Items listed in a dataset:
-------

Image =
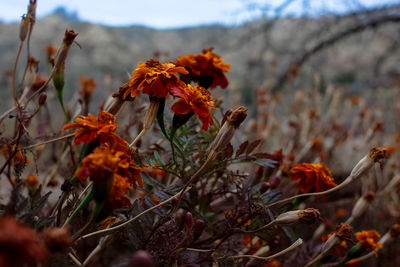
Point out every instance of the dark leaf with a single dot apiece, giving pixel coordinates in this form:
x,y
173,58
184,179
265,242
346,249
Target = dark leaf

-------

* WHAT THE EXERCISE ASKS *
The records above must be returned exactly, with each picture omitted.

* RESULT OF THE TASK *
Image =
Point out every instance of the dark leaf with a single dot apiece, giving pixel coordinates in this form:
x,y
173,58
184,179
265,242
346,249
Target = dark leaf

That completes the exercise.